» **WORK TO DO**:
1. According to the article on trade dress, which two buildings were the first to be registered as architectural trademarks in India?
2. Rewrite the stretch of the records from the line containing "task: outline the man in white shirt" through the end of the records, including the requests, and subtract 18 from every coordinate in the mask answers.

» **ARTICLE**:
================
Products and services are distinguished by proprietors from their competitor’s products by conceptualizing various artistic getup, innovative shapes and designs and surface patterns of its product, implementing various modern technologies to give products a lasting and aesthetic look. The products with their distinctive shape, configuration, surface pattern and artistic work on them form a distinctive identity of their own, originating from the petitioner and as a whole forms a trade dress of the product. 

‘Trade Dress’ is protected under the Trademark Act (the Act) and is regulated by the laws of unfair competition. The expression ‘deceptively similar’ as defined in Section 2 (d) of the Act means that the similarity or resemblance must be such as it would be likely to deceive or cause confusion.

Registering artistic element as trademark 

In addition to color, sound, scent marks, etc., proprietors are now seeking to trademark the “layouts” of their stores and service outlets. Product packaging and trade dress registration has always been recommended for the wider scope of protection through trademark law. Shape trademark applications are also on the rise and must be represented graphically through drawings that depict all aspects of the mark. A detailed description of the mark’s constituent features must also be provided. The registrar has the authority to request different perspectives of the mark. It is necessary that the said artistic work is either inherently distinctive or has acquired secondary significance so as to distinguish one’s products from those of the others. It is interesting to note that these requirements apply to 3D marks. However, recent layout mark applications have included photographs, which make them easily recognizable. These marks are distinct from architectural trademarks, which were first registered in India for the Taj Mahal Palace Hotel and the BSE Building in Mumbai. Architectural trademarks protect the exterior images of buildings for commercial purposes. On the other hand, layout marks aim to safeguard the intricate arrangements of features, color patterns, and furniture within stores, including their interiors.
================
» **DATA FOR THE TASK**:

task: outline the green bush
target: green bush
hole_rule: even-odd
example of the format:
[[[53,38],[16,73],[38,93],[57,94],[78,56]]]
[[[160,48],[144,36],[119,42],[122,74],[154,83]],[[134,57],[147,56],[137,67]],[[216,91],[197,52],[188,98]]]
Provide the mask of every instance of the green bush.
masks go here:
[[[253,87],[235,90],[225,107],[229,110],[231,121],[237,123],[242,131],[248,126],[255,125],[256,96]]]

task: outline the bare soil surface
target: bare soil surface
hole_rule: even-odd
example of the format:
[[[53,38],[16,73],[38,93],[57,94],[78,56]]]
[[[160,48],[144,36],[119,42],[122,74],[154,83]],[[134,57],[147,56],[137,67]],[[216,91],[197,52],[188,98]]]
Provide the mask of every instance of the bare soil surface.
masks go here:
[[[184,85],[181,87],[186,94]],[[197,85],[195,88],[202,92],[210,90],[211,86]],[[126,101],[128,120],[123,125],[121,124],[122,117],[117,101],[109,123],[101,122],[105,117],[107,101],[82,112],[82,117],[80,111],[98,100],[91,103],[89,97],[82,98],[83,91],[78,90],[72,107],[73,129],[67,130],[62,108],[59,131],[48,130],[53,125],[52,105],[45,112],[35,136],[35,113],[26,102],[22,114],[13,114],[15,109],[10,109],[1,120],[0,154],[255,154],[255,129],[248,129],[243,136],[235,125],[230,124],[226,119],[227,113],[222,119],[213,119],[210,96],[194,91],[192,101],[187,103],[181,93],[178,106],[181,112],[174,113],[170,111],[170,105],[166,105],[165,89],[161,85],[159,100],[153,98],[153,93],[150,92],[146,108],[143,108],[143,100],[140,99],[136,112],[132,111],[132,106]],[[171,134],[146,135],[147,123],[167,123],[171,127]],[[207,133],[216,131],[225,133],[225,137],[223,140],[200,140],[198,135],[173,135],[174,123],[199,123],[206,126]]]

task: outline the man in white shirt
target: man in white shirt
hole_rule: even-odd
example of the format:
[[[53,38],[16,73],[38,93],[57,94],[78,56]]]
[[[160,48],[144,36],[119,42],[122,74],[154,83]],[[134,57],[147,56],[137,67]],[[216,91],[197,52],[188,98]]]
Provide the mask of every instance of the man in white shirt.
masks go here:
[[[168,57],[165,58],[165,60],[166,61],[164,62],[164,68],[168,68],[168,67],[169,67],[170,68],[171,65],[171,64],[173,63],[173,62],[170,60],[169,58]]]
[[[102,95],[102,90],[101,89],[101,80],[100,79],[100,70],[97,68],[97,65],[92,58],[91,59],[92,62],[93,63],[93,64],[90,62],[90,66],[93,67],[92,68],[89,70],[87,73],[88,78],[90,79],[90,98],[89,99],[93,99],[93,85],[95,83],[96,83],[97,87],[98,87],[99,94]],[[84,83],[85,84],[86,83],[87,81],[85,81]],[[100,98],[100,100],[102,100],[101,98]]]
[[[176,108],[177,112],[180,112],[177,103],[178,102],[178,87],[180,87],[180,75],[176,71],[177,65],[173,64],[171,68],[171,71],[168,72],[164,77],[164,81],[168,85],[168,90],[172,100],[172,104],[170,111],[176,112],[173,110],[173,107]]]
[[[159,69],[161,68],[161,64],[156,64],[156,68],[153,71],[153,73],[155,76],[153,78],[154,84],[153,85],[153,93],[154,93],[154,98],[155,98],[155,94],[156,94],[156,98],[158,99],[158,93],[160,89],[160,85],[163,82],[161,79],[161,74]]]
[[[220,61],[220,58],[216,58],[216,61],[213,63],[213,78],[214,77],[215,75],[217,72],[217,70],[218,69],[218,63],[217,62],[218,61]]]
================
» **TASK-BY-TASK SOLUTIONS**:
1. The Taj Mahal Palace Hotel and the BSE Building in Mumbai.

2.
task: outline the man in white shirt
target: man in white shirt
hole_rule: even-odd
example of the format:
[[[53,38],[16,73],[38,93],[57,94],[78,56]]]
[[[160,48],[144,36],[119,42],[122,74],[154,83]],[[134,57],[147,56],[137,67]],[[216,91],[197,52],[188,98]]]
Provide the mask of every instance of the man in white shirt.
masks go here:
[[[150,39],[147,40],[147,42],[148,43],[146,44],[146,50],[150,50],[150,49],[151,49],[152,50],[153,47],[153,46],[155,45],[155,44],[152,42],[151,40]]]
[[[84,77],[84,72],[83,71],[83,62],[82,61],[82,52],[79,50],[79,47],[74,40],[73,41],[74,44],[75,45],[75,46],[72,44],[72,48],[75,49],[74,50],[71,52],[69,55],[70,60],[72,61],[72,80],[71,81],[75,81],[75,67],[77,65],[78,65],[79,69],[80,69],[81,76]],[[66,65],[67,66],[68,65],[69,63],[67,63]],[[82,80],[82,82],[84,82],[83,80]]]
[[[158,90],[159,94],[162,94],[159,85],[160,84],[160,69],[162,69],[162,57],[158,53],[159,47],[155,46],[153,50],[153,53],[150,54],[146,59],[146,63],[150,67],[150,72],[154,82],[154,86],[152,93],[158,94],[155,92],[155,89]]]
[[[141,51],[143,50],[143,46],[138,46],[138,50],[135,53],[135,55],[137,58],[135,60],[136,66],[135,67],[135,75],[136,75],[136,80],[137,80],[137,76],[138,76],[138,80],[140,81],[140,75],[142,71],[142,67],[145,64],[143,61],[143,56]]]
[[[202,43],[202,40],[198,40],[198,43],[195,45],[195,60],[196,59],[197,57],[199,54],[199,52],[200,51],[200,45],[199,44],[200,43]]]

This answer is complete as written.